= Stored data =
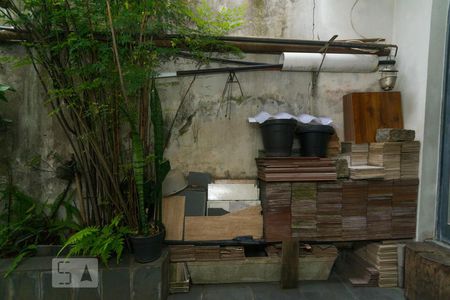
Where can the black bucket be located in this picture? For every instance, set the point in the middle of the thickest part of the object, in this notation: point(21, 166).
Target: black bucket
point(314, 139)
point(278, 136)
point(147, 248)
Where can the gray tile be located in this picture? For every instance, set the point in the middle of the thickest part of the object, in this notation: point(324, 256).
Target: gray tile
point(227, 292)
point(146, 283)
point(273, 291)
point(195, 293)
point(88, 294)
point(115, 284)
point(24, 285)
point(326, 290)
point(372, 293)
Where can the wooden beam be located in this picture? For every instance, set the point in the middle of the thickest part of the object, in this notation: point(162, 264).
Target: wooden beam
point(289, 264)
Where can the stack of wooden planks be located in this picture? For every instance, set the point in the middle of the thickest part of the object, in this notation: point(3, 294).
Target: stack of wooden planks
point(348, 210)
point(304, 209)
point(386, 155)
point(359, 153)
point(276, 203)
point(354, 210)
point(185, 253)
point(292, 169)
point(329, 204)
point(379, 209)
point(410, 155)
point(404, 207)
point(383, 255)
point(366, 172)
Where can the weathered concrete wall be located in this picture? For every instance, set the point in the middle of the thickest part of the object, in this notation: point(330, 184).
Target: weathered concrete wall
point(204, 139)
point(32, 143)
point(226, 147)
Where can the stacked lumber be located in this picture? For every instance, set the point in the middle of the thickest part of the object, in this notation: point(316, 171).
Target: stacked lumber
point(354, 210)
point(247, 221)
point(404, 206)
point(334, 146)
point(410, 155)
point(386, 155)
point(358, 153)
point(357, 270)
point(304, 209)
point(384, 258)
point(292, 169)
point(379, 209)
point(232, 253)
point(394, 135)
point(366, 172)
point(276, 203)
point(329, 204)
point(180, 253)
point(184, 253)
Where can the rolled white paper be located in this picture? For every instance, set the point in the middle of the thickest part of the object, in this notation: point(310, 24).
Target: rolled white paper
point(344, 63)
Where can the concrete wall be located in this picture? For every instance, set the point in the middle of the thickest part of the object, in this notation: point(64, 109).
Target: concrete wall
point(205, 140)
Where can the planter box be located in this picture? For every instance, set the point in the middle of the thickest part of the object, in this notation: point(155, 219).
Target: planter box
point(258, 269)
point(126, 280)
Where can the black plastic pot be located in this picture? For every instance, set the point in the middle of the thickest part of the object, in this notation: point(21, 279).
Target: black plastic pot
point(278, 136)
point(147, 248)
point(314, 139)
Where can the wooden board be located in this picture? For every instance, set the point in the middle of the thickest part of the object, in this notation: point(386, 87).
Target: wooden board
point(289, 264)
point(173, 217)
point(364, 113)
point(227, 227)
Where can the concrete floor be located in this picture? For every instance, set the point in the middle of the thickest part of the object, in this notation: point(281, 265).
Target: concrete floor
point(333, 289)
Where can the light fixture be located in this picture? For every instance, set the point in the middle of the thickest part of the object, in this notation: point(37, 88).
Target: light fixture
point(388, 74)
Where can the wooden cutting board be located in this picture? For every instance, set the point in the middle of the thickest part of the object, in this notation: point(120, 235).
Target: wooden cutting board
point(364, 113)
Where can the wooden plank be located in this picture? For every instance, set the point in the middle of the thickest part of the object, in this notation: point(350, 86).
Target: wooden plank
point(227, 227)
point(364, 113)
point(173, 217)
point(289, 264)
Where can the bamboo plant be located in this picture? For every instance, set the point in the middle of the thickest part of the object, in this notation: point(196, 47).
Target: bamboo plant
point(97, 60)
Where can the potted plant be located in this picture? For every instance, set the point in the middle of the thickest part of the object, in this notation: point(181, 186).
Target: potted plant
point(97, 61)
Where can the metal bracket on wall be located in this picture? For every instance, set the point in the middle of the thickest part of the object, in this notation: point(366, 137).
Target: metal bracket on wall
point(228, 93)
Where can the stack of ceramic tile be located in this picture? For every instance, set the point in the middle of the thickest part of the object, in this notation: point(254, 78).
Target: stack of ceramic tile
point(283, 169)
point(354, 210)
point(379, 209)
point(394, 135)
point(334, 146)
point(180, 253)
point(386, 155)
point(410, 155)
point(342, 162)
point(329, 204)
point(276, 203)
point(304, 209)
point(384, 258)
point(232, 253)
point(404, 205)
point(358, 153)
point(366, 172)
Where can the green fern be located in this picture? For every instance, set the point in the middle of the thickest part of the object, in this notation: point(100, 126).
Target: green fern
point(98, 242)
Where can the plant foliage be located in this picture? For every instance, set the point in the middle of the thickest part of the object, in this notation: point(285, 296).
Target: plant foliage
point(101, 242)
point(26, 222)
point(96, 60)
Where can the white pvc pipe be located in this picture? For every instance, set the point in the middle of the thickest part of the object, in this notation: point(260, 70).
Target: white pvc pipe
point(344, 63)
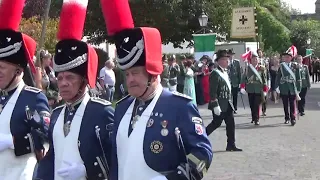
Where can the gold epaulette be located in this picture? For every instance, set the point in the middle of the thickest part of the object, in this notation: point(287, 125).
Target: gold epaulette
point(124, 98)
point(32, 89)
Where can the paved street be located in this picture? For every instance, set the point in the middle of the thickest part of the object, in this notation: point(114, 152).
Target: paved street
point(273, 150)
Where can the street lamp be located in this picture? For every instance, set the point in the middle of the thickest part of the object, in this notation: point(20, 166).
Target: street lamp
point(309, 41)
point(203, 19)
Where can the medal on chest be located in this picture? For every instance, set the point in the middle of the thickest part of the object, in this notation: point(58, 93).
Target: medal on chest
point(134, 121)
point(66, 128)
point(164, 130)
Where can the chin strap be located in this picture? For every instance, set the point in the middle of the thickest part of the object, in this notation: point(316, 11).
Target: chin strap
point(148, 85)
point(80, 92)
point(11, 81)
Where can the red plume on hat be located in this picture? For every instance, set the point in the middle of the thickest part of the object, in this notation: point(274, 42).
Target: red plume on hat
point(72, 18)
point(71, 53)
point(19, 48)
point(140, 46)
point(10, 14)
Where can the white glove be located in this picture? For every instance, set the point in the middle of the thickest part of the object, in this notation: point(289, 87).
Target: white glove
point(75, 171)
point(243, 91)
point(217, 110)
point(159, 178)
point(6, 142)
point(298, 97)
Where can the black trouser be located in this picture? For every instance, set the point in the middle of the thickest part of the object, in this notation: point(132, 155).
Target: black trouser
point(302, 102)
point(180, 88)
point(315, 76)
point(289, 100)
point(264, 105)
point(235, 91)
point(230, 125)
point(254, 102)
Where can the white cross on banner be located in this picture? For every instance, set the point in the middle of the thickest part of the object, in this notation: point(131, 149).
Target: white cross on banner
point(243, 23)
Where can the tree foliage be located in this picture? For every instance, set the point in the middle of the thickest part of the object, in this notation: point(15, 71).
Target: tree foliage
point(177, 20)
point(302, 31)
point(273, 34)
point(34, 8)
point(32, 27)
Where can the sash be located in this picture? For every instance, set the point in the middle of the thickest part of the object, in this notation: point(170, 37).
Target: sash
point(289, 70)
point(254, 70)
point(225, 77)
point(11, 166)
point(292, 75)
point(67, 148)
point(131, 162)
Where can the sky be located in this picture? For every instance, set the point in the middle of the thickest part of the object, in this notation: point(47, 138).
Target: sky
point(305, 6)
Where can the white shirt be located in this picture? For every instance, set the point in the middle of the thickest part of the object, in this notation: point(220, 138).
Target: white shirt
point(108, 76)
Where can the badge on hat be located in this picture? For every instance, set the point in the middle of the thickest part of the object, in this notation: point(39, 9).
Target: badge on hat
point(156, 147)
point(196, 120)
point(150, 122)
point(164, 130)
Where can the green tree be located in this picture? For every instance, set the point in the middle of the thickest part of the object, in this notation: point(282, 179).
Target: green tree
point(32, 27)
point(301, 31)
point(33, 8)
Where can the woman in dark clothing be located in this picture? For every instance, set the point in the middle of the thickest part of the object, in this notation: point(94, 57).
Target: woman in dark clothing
point(274, 67)
point(197, 68)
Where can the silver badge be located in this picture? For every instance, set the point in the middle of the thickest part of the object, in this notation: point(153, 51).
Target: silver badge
point(150, 122)
point(164, 132)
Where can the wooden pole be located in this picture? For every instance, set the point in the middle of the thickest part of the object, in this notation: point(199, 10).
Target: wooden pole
point(43, 32)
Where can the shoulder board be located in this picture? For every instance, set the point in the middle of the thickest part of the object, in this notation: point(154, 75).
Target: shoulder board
point(100, 101)
point(124, 98)
point(58, 107)
point(32, 89)
point(262, 67)
point(181, 95)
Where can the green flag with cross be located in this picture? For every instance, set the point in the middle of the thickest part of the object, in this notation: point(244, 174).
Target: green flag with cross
point(204, 44)
point(309, 52)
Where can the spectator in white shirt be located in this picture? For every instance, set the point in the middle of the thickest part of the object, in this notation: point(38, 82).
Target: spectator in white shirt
point(108, 80)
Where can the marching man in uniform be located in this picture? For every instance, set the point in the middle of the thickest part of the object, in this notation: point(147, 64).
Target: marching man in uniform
point(264, 62)
point(305, 80)
point(158, 134)
point(23, 109)
point(254, 82)
point(221, 103)
point(235, 78)
point(288, 84)
point(79, 132)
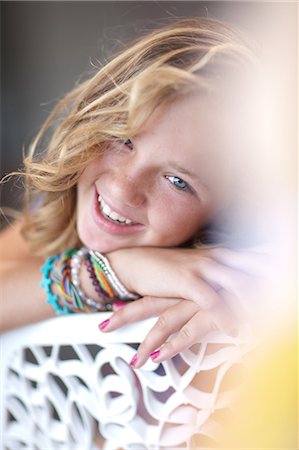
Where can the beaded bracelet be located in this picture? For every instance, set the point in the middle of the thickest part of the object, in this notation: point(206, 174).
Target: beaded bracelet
point(63, 270)
point(46, 283)
point(100, 261)
point(75, 263)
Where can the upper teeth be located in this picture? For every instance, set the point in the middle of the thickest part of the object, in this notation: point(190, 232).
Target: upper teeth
point(107, 211)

= What is being asked =
Each line from the one that includes "Where can the beaded" down to the close of the records above is to be given again exactly, and no other line is to appear.

= Solved exercise =
Where can the beaded bracelet be located in this picture? For every instance, set the point in the middle of the thickest part of the object, in this notation: point(206, 174).
Target: beaded bracelet
point(63, 270)
point(46, 283)
point(100, 261)
point(75, 263)
Where can the upper teeth be located in this picture? For every instance, set the point in the middle of the thickest part of the object, in this notation: point(190, 232).
Target: upper teeth
point(107, 211)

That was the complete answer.